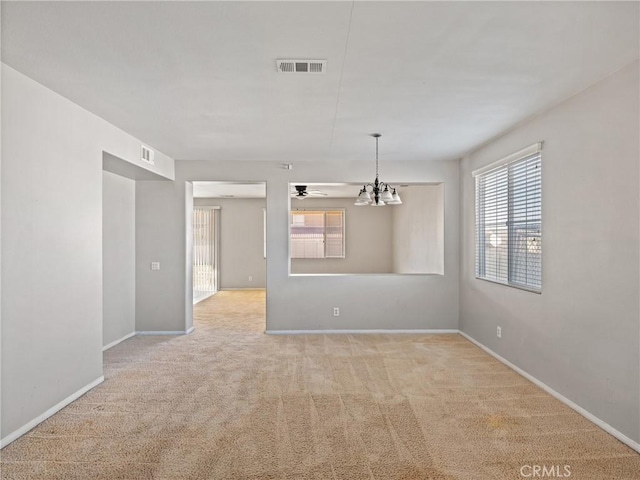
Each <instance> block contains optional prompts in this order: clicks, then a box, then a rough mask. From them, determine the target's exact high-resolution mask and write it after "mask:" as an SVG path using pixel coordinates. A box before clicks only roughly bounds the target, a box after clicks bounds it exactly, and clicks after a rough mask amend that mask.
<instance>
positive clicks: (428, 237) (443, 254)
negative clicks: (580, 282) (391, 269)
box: [393, 184, 444, 275]
mask: <svg viewBox="0 0 640 480" xmlns="http://www.w3.org/2000/svg"><path fill="white" fill-rule="evenodd" d="M401 193H402V202H403V203H402V205H397V206H395V207H394V214H393V272H394V273H434V274H439V275H442V274H443V273H444V205H443V202H444V186H443V185H442V184H439V185H412V186H409V187H405V188H403V189H402V192H401Z"/></svg>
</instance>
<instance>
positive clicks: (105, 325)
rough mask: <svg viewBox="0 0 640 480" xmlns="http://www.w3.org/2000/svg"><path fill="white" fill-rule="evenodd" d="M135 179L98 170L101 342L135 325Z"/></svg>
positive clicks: (135, 266) (121, 334)
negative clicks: (100, 265) (101, 322)
mask: <svg viewBox="0 0 640 480" xmlns="http://www.w3.org/2000/svg"><path fill="white" fill-rule="evenodd" d="M135 208H136V183H135V181H134V180H130V179H128V178H125V177H121V176H120V175H116V174H114V173H110V172H103V173H102V282H103V284H102V286H103V289H102V292H103V293H102V312H103V319H102V321H103V328H102V344H103V346H105V345H109V344H111V343H113V342H115V341H116V340H120V339H121V338H123V337H125V336H127V335H130V334H132V333H133V332H135V328H136V324H135V321H136V318H135V315H136V297H135V293H136V292H135V288H136V251H135V248H136V230H135V229H136V224H135V222H136V211H135Z"/></svg>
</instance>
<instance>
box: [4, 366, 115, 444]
mask: <svg viewBox="0 0 640 480" xmlns="http://www.w3.org/2000/svg"><path fill="white" fill-rule="evenodd" d="M102 382H104V376H101V377H99V378H97V379H95V380H94V381H93V382H91V383H89V384H88V385H85V386H84V387H82V388H81V389H80V390H78V391H77V392H75V393H72V394H71V395H69V396H68V397H67V398H65V399H64V400H62V401H61V402H60V403H57V404H55V405H54V406H53V407H51V408H50V409H49V410H47V411H46V412H44V413H43V414H42V415H38V416H37V417H36V418H34V419H33V420H31V421H30V422H29V423H27V424H25V425H23V426H22V427H20V428H19V429H17V430H15V431H14V432H12V433H10V434H9V435H7V436H6V437H4V438H3V439H2V440H0V448H4V447H6V446H7V445H9V444H10V443H11V442H13V441H14V440H17V439H18V438H20V437H21V436H22V435H24V434H25V433H27V432H28V431H29V430H31V429H32V428H34V427H36V426H38V425H39V424H41V423H42V422H44V421H45V420H46V419H47V418H49V417H50V416H51V415H53V414H55V413H57V412H59V411H60V410H62V409H63V408H64V407H66V406H67V405H69V404H70V403H71V402H73V401H74V400H77V399H78V398H80V397H81V396H82V395H84V394H85V393H87V392H88V391H89V390H91V389H92V388H93V387H95V386H97V385H100V384H101V383H102Z"/></svg>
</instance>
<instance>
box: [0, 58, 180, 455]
mask: <svg viewBox="0 0 640 480" xmlns="http://www.w3.org/2000/svg"><path fill="white" fill-rule="evenodd" d="M2 139H3V142H2V189H1V191H2V252H1V256H2V259H3V262H2V271H1V285H2V292H3V301H2V307H1V308H2V348H1V356H2V361H1V363H2V376H1V379H2V412H1V418H2V427H1V434H0V435H1V437H2V444H3V445H5V444H6V443H7V442H8V441H10V440H12V439H15V438H16V437H17V436H19V435H20V434H22V433H24V432H25V431H26V430H27V429H28V428H30V426H33V424H32V423H31V422H34V421H37V420H38V419H39V418H42V417H41V416H42V415H43V414H45V412H47V411H48V410H49V409H51V408H52V407H54V406H56V405H58V406H59V404H60V402H65V401H67V400H68V399H69V398H70V397H71V396H73V395H75V394H77V393H78V392H80V391H82V389H84V388H86V387H87V386H89V385H91V384H93V383H94V382H99V381H100V380H101V378H102V345H103V344H102V154H103V151H108V152H110V153H111V154H112V155H114V156H117V157H119V158H122V159H125V160H127V161H130V162H131V163H142V162H141V161H140V160H139V155H140V142H139V141H138V140H136V139H135V138H133V137H131V136H129V135H127V134H125V133H124V132H122V131H121V130H119V129H117V128H116V127H114V126H113V125H110V124H108V123H106V122H105V121H103V120H101V119H100V118H98V117H96V116H95V115H93V114H91V113H89V112H87V111H86V110H84V109H82V108H80V107H78V106H77V105H75V104H73V103H71V102H70V101H68V100H66V99H65V98H63V97H61V96H59V95H57V94H55V93H54V92H52V91H51V90H49V89H47V88H45V87H43V86H42V85H39V84H38V83H36V82H34V81H33V80H31V79H29V78H27V77H26V76H24V75H22V74H20V73H18V72H16V71H15V70H13V69H12V68H10V67H7V66H6V65H2ZM153 168H154V169H155V171H156V172H157V173H160V174H162V175H163V176H165V177H167V176H168V177H172V176H173V173H174V172H173V160H172V159H170V158H169V157H166V156H164V155H163V154H161V153H160V152H156V166H155V167H153ZM182 315H184V312H182Z"/></svg>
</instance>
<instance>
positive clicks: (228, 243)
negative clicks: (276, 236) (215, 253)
mask: <svg viewBox="0 0 640 480" xmlns="http://www.w3.org/2000/svg"><path fill="white" fill-rule="evenodd" d="M194 205H195V206H219V207H220V259H219V260H220V285H218V288H219V289H221V290H224V289H225V288H265V287H266V284H267V266H266V260H265V258H264V208H265V207H266V205H267V202H266V200H265V199H261V198H232V199H225V198H196V199H194ZM249 276H251V277H252V281H249Z"/></svg>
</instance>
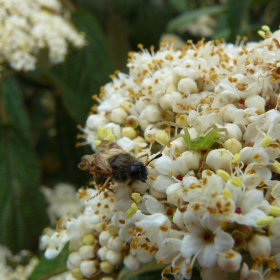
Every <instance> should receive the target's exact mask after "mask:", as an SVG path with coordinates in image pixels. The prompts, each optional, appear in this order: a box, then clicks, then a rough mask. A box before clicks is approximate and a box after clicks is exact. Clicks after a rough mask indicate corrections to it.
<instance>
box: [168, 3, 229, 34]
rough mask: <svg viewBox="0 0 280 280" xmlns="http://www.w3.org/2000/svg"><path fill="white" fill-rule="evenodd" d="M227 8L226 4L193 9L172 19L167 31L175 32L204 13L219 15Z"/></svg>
mask: <svg viewBox="0 0 280 280" xmlns="http://www.w3.org/2000/svg"><path fill="white" fill-rule="evenodd" d="M226 10H227V8H226V6H224V5H219V6H211V7H206V8H200V9H197V10H191V11H188V12H186V13H183V14H181V15H180V16H178V17H175V18H174V19H172V20H171V21H170V22H169V23H168V25H167V32H175V31H178V30H180V29H181V28H182V27H185V26H186V25H188V24H189V23H191V22H192V21H194V20H196V19H198V18H199V17H201V16H204V15H217V14H220V13H224V12H226Z"/></svg>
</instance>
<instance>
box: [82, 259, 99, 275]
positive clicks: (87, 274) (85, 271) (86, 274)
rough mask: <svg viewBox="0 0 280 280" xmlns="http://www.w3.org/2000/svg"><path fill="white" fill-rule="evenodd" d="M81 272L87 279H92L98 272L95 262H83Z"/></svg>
mask: <svg viewBox="0 0 280 280" xmlns="http://www.w3.org/2000/svg"><path fill="white" fill-rule="evenodd" d="M80 270H81V273H82V274H83V275H84V276H85V277H87V278H90V277H91V276H92V275H93V274H95V273H96V271H97V269H96V267H95V263H94V261H89V260H87V261H82V262H81V266H80Z"/></svg>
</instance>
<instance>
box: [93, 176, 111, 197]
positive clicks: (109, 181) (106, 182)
mask: <svg viewBox="0 0 280 280" xmlns="http://www.w3.org/2000/svg"><path fill="white" fill-rule="evenodd" d="M111 180H112V177H108V178H107V179H106V181H105V183H104V184H103V185H102V187H101V188H99V191H98V193H97V194H95V195H94V196H92V197H91V198H90V199H93V198H95V197H96V196H98V195H99V194H100V193H102V192H103V191H104V190H105V189H108V190H109V191H111V192H114V191H113V190H111V189H110V187H109V186H108V184H109V182H110V181H111ZM90 199H88V200H90Z"/></svg>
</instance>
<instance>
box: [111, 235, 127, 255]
mask: <svg viewBox="0 0 280 280" xmlns="http://www.w3.org/2000/svg"><path fill="white" fill-rule="evenodd" d="M123 243H124V242H123V241H122V240H121V239H120V237H119V236H111V237H110V238H109V240H108V245H107V247H108V249H109V250H113V251H117V252H120V251H121V248H122V246H123Z"/></svg>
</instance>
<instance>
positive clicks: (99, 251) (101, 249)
mask: <svg viewBox="0 0 280 280" xmlns="http://www.w3.org/2000/svg"><path fill="white" fill-rule="evenodd" d="M107 252H108V248H107V246H103V247H101V248H100V249H99V250H98V251H97V255H98V257H99V258H100V259H101V260H102V261H104V260H106V254H107Z"/></svg>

_PROBLEM STATEMENT_
Retype exactly, and only, the lines above from the one where "negative clicks: (580, 282) (391, 269)" occurs up to and including the one where "positive clicks: (135, 266) (121, 334)" occurs.

_REPLY_
negative clicks: (580, 282) (391, 269)
box: [393, 184, 444, 275]
mask: <svg viewBox="0 0 640 480" xmlns="http://www.w3.org/2000/svg"><path fill="white" fill-rule="evenodd" d="M401 193H402V202H403V203H402V205H397V206H395V207H394V214H393V272H394V273H434V274H439V275H442V274H443V273H444V205H443V202H444V186H443V185H442V184H439V185H412V186H409V187H405V188H403V189H402V192H401Z"/></svg>
</instance>
<instance>
positive clicks: (105, 325)
rough mask: <svg viewBox="0 0 640 480" xmlns="http://www.w3.org/2000/svg"><path fill="white" fill-rule="evenodd" d="M135 179L98 170L101 342L135 325Z"/></svg>
positive clicks: (135, 266) (121, 334)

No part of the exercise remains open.